▼

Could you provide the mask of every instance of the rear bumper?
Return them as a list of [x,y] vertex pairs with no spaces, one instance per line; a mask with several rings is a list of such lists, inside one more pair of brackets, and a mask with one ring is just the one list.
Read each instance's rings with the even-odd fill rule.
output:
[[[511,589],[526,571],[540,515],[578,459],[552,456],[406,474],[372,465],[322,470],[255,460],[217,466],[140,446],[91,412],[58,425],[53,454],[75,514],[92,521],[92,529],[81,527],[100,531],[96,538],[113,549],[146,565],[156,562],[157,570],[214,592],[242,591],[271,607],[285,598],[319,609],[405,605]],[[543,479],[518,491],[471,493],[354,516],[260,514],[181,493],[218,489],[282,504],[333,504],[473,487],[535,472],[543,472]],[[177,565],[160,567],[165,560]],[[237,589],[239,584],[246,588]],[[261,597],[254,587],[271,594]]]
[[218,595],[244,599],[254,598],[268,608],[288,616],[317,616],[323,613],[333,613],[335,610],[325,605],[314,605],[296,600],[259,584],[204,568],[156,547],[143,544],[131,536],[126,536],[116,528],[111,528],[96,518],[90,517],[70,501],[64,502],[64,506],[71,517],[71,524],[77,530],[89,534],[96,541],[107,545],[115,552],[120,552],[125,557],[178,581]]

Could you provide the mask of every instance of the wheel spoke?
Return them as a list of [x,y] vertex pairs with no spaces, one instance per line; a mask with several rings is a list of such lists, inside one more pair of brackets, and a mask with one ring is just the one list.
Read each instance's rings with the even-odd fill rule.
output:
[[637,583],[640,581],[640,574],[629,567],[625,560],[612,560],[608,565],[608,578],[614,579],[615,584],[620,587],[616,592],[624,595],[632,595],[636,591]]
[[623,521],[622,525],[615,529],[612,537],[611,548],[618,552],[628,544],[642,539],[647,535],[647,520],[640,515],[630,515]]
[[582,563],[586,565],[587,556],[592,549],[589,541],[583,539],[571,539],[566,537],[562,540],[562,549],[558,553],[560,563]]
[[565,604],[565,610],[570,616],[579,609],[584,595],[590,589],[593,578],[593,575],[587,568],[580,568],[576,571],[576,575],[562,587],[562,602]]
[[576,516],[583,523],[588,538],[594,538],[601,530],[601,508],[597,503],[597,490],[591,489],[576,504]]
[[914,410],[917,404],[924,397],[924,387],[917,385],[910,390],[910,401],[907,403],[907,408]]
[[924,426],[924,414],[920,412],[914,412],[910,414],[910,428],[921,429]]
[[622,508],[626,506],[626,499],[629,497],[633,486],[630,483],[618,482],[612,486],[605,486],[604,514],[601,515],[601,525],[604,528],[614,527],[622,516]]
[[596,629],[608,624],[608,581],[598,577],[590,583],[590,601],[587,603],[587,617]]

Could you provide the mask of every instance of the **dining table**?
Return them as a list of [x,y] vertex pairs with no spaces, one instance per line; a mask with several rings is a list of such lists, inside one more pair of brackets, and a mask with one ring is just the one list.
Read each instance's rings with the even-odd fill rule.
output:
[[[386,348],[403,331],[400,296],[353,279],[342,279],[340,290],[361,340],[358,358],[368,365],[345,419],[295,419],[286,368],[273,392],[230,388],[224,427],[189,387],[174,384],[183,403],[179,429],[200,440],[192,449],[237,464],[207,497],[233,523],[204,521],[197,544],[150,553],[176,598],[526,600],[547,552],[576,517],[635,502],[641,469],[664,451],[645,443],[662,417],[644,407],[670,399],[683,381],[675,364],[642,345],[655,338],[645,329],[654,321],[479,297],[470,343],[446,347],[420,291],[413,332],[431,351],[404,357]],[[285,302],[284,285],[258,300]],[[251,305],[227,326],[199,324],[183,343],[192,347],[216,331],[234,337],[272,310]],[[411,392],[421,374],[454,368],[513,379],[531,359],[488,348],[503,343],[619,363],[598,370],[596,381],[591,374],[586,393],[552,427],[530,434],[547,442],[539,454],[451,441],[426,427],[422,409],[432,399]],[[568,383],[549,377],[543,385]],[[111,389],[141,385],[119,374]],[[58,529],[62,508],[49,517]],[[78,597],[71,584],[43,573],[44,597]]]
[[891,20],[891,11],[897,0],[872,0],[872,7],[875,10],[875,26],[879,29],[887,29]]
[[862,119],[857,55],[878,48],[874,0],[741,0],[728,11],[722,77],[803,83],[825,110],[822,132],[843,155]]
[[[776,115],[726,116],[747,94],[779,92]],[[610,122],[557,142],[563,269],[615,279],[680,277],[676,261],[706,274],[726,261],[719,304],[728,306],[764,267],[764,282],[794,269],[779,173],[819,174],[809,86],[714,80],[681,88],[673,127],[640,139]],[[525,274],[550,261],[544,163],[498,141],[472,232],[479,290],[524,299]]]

▲

TASK STATEMENT.
The listing above should be returned in full, exactly as shown.

YOUR SOLUTION.
Could you provide the mask of every instance of the rear bumper?
Return them as a list of [x,y] vertex pairs with no spaces, one instance per line; a mask with several rings is a list of such lists, inside one more pair of brackets, and a mask with one ring is just the one list.
Read each instance's rings with the even-odd fill rule.
output:
[[[511,589],[526,571],[540,515],[578,459],[552,456],[406,474],[372,465],[322,470],[255,460],[217,466],[140,446],[91,412],[58,425],[53,454],[75,514],[92,521],[92,529],[81,527],[100,531],[96,538],[113,549],[146,565],[156,562],[157,570],[214,592],[242,591],[271,607],[285,598],[319,609],[405,605]],[[543,479],[518,491],[471,493],[354,516],[260,514],[181,493],[218,489],[282,504],[333,504],[473,487],[535,472],[543,472]],[[177,565],[160,567],[165,560]],[[237,589],[239,584],[246,588]],[[261,597],[254,587],[271,594]]]
[[218,595],[244,599],[254,598],[268,608],[288,616],[317,616],[323,613],[333,613],[335,610],[325,605],[314,605],[296,600],[259,584],[204,568],[156,547],[143,544],[131,536],[126,536],[116,528],[111,528],[96,518],[90,517],[70,501],[64,502],[64,506],[71,517],[71,524],[77,530],[89,534],[96,541],[107,545],[115,552],[120,552],[125,557],[178,581]]

Could you provide the mask of every instance of the wheel spoke?
Return them as a list of [x,y] vertex pairs with no spaces, one instance per line; a mask with several rings is a list of such lists, inside one more pair of brackets, and a mask with one ring is just the one list.
Read each instance's rings with the even-odd fill rule.
output:
[[637,583],[640,581],[640,574],[629,567],[625,560],[612,560],[608,565],[608,578],[614,579],[615,584],[620,587],[616,592],[624,595],[632,595],[636,591]]
[[623,521],[622,525],[615,529],[612,537],[611,548],[618,552],[628,544],[642,539],[647,535],[647,520],[640,515],[630,515]]
[[582,563],[586,565],[587,556],[592,549],[589,541],[583,539],[571,539],[566,537],[562,540],[562,549],[558,553],[560,563]]
[[565,604],[565,610],[570,616],[579,609],[584,595],[590,589],[593,578],[593,575],[587,568],[580,568],[576,571],[576,575],[562,587],[562,602]]
[[576,516],[583,523],[588,538],[594,538],[601,530],[601,508],[597,503],[597,490],[591,489],[576,504]]
[[914,410],[917,404],[924,397],[924,387],[917,385],[910,390],[910,401],[907,403],[907,408]]
[[924,426],[924,414],[920,412],[914,412],[910,414],[910,428],[921,429]]
[[622,508],[626,506],[626,499],[629,497],[633,486],[630,483],[618,482],[612,486],[605,486],[604,514],[601,515],[601,525],[604,528],[614,527],[622,516]]
[[596,629],[608,624],[608,581],[598,577],[590,583],[590,601],[587,603],[587,617]]

Could you provide the mask of every instance of the **dining table**?
Return them as a list of [x,y] vertex pairs with no spaces, one instance per line; a mask with several rings is a list of such lists, inside one more pair of brackets, and a mask with one ring is just the one list.
Read each instance's rings with the even-odd fill rule.
output:
[[[386,348],[403,331],[400,296],[353,279],[342,279],[340,290],[361,340],[358,358],[368,365],[345,419],[295,419],[286,368],[273,392],[230,388],[224,427],[189,387],[174,384],[183,403],[179,429],[200,440],[192,449],[237,464],[207,497],[233,523],[204,521],[197,544],[150,553],[176,598],[526,600],[547,552],[576,517],[635,502],[641,469],[664,451],[645,443],[662,417],[644,407],[670,399],[683,381],[675,364],[642,345],[655,338],[645,329],[654,321],[479,297],[470,343],[446,347],[420,291],[413,332],[431,351],[404,357]],[[285,302],[284,285],[258,300]],[[251,305],[227,326],[199,324],[183,343],[192,347],[216,331],[234,337],[272,310]],[[411,392],[421,374],[454,368],[513,379],[531,359],[488,348],[503,343],[619,363],[598,370],[596,381],[591,374],[586,393],[552,427],[530,434],[547,442],[539,454],[451,441],[426,427],[422,409],[432,399]],[[568,383],[549,377],[543,385]],[[111,389],[141,385],[119,374]],[[58,529],[62,508],[49,517]],[[78,597],[71,584],[43,573],[44,597]]]
[[891,20],[891,11],[897,0],[872,0],[872,7],[875,10],[875,26],[879,29],[887,29]]
[[862,119],[857,55],[878,48],[874,0],[741,0],[728,11],[722,77],[803,83],[825,110],[822,132],[843,155]]
[[[776,115],[726,116],[747,94],[779,92]],[[610,122],[557,142],[563,269],[615,279],[680,277],[676,261],[706,274],[726,261],[719,304],[728,306],[764,267],[764,282],[794,269],[779,173],[819,174],[809,86],[714,80],[681,88],[673,127],[640,139]],[[525,274],[550,261],[544,163],[498,141],[472,232],[479,290],[524,299]]]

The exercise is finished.